Document text —

Thank you very much @AliYoussef96,

I think we are all the same. This change in the Uniprot interface and its new API has caused quite a few changes in the way we get the information. I hope you will be able to fix all the related bugs soon.

Could you let me know when it's all fixed, please?.

Thank you very much for all your work and thanks for your UniprotR library, it is very useful for me.

Best regards, Wardiam

MohmedSoudy commented 2 years ago

Dear Dr. @wardiam Thank you for your interest in using our package. As my colleague, Ali mentioned the new update caused some technical issues. We update the package to resolve your problem and a new version UniprotR 2.2.1 is on its way to CRAN.

wardiam commented 2 years ago

Dear @MohmedSoudy,

Thank you very much for letting me know about the new release. I have uninstalled and tried to install the new UniprotR release but I get this error and the library is not installed:

ERROR: dependency 'GenomicAlignments' is not available for package 'alakazam'.

Task prompt —
Answer these about the UniprotR thread:
1. Which UniprotR version is said to be on its way to CRAN?
2. What change does Wardiam say caused quite a few changes in how the information is obtained?
3. Which dependency does the error say is not available, and for which package?
The records have no connection to the text.

Data extracts —
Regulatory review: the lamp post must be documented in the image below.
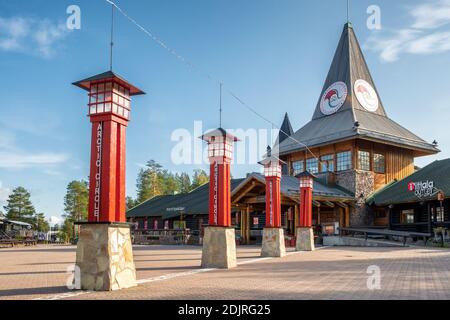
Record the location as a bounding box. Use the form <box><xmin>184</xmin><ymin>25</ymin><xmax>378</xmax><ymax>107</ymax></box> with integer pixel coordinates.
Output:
<box><xmin>296</xmin><ymin>171</ymin><xmax>316</xmax><ymax>251</ymax></box>
<box><xmin>200</xmin><ymin>128</ymin><xmax>239</xmax><ymax>269</ymax></box>
<box><xmin>259</xmin><ymin>147</ymin><xmax>286</xmax><ymax>257</ymax></box>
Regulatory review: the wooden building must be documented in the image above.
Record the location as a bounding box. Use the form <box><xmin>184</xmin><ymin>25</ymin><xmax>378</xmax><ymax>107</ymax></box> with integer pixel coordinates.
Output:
<box><xmin>279</xmin><ymin>23</ymin><xmax>439</xmax><ymax>226</ymax></box>
<box><xmin>367</xmin><ymin>159</ymin><xmax>450</xmax><ymax>233</ymax></box>
<box><xmin>127</xmin><ymin>23</ymin><xmax>439</xmax><ymax>243</ymax></box>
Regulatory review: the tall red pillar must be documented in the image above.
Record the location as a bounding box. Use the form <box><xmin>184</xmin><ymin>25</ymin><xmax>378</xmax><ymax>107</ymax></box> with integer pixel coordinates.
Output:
<box><xmin>260</xmin><ymin>147</ymin><xmax>286</xmax><ymax>258</ymax></box>
<box><xmin>74</xmin><ymin>71</ymin><xmax>144</xmax><ymax>222</ymax></box>
<box><xmin>259</xmin><ymin>147</ymin><xmax>284</xmax><ymax>228</ymax></box>
<box><xmin>201</xmin><ymin>128</ymin><xmax>238</xmax><ymax>227</ymax></box>
<box><xmin>297</xmin><ymin>172</ymin><xmax>315</xmax><ymax>228</ymax></box>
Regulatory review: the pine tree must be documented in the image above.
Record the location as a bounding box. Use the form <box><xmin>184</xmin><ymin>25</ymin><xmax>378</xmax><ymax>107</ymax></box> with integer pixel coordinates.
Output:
<box><xmin>63</xmin><ymin>180</ymin><xmax>89</xmax><ymax>222</ymax></box>
<box><xmin>136</xmin><ymin>160</ymin><xmax>164</xmax><ymax>203</ymax></box>
<box><xmin>192</xmin><ymin>169</ymin><xmax>209</xmax><ymax>189</ymax></box>
<box><xmin>34</xmin><ymin>213</ymin><xmax>50</xmax><ymax>232</ymax></box>
<box><xmin>3</xmin><ymin>187</ymin><xmax>36</xmax><ymax>223</ymax></box>
<box><xmin>126</xmin><ymin>197</ymin><xmax>138</xmax><ymax>211</ymax></box>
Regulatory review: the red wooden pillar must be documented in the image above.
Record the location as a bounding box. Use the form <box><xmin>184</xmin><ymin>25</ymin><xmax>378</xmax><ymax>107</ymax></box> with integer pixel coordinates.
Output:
<box><xmin>259</xmin><ymin>147</ymin><xmax>284</xmax><ymax>228</ymax></box>
<box><xmin>74</xmin><ymin>71</ymin><xmax>144</xmax><ymax>222</ymax></box>
<box><xmin>201</xmin><ymin>128</ymin><xmax>238</xmax><ymax>227</ymax></box>
<box><xmin>266</xmin><ymin>177</ymin><xmax>281</xmax><ymax>228</ymax></box>
<box><xmin>297</xmin><ymin>172</ymin><xmax>315</xmax><ymax>228</ymax></box>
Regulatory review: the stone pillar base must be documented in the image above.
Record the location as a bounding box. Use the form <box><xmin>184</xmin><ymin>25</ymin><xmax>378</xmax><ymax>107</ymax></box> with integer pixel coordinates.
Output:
<box><xmin>295</xmin><ymin>228</ymin><xmax>315</xmax><ymax>251</ymax></box>
<box><xmin>76</xmin><ymin>223</ymin><xmax>137</xmax><ymax>291</ymax></box>
<box><xmin>261</xmin><ymin>228</ymin><xmax>286</xmax><ymax>258</ymax></box>
<box><xmin>202</xmin><ymin>226</ymin><xmax>237</xmax><ymax>269</ymax></box>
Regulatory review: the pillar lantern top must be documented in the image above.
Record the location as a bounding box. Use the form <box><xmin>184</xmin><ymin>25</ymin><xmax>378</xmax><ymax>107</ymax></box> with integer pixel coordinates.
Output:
<box><xmin>72</xmin><ymin>71</ymin><xmax>145</xmax><ymax>96</ymax></box>
<box><xmin>258</xmin><ymin>147</ymin><xmax>286</xmax><ymax>177</ymax></box>
<box><xmin>199</xmin><ymin>128</ymin><xmax>240</xmax><ymax>143</ymax></box>
<box><xmin>295</xmin><ymin>171</ymin><xmax>317</xmax><ymax>188</ymax></box>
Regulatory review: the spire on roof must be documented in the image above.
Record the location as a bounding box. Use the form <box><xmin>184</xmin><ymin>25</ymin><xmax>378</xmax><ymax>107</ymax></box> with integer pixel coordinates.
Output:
<box><xmin>277</xmin><ymin>22</ymin><xmax>439</xmax><ymax>156</ymax></box>
<box><xmin>313</xmin><ymin>22</ymin><xmax>387</xmax><ymax>119</ymax></box>
<box><xmin>275</xmin><ymin>112</ymin><xmax>294</xmax><ymax>146</ymax></box>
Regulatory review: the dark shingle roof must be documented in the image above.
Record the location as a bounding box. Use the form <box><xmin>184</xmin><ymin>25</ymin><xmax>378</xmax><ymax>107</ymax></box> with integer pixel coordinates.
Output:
<box><xmin>279</xmin><ymin>24</ymin><xmax>439</xmax><ymax>155</ymax></box>
<box><xmin>127</xmin><ymin>179</ymin><xmax>243</xmax><ymax>219</ymax></box>
<box><xmin>127</xmin><ymin>173</ymin><xmax>354</xmax><ymax>219</ymax></box>
<box><xmin>368</xmin><ymin>159</ymin><xmax>450</xmax><ymax>206</ymax></box>
<box><xmin>72</xmin><ymin>71</ymin><xmax>145</xmax><ymax>96</ymax></box>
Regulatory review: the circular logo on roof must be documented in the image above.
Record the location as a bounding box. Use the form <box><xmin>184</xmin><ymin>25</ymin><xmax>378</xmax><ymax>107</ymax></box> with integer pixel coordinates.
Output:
<box><xmin>355</xmin><ymin>79</ymin><xmax>379</xmax><ymax>112</ymax></box>
<box><xmin>320</xmin><ymin>82</ymin><xmax>348</xmax><ymax>115</ymax></box>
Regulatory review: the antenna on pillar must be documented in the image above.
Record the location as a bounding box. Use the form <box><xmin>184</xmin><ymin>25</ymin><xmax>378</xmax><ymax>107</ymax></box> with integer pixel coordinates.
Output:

Written answer —
1. UniprotR 2.2.1
2. The change in the Uniprot interface and its new API
3. 'GenomicAlignments', for package 'alakazam'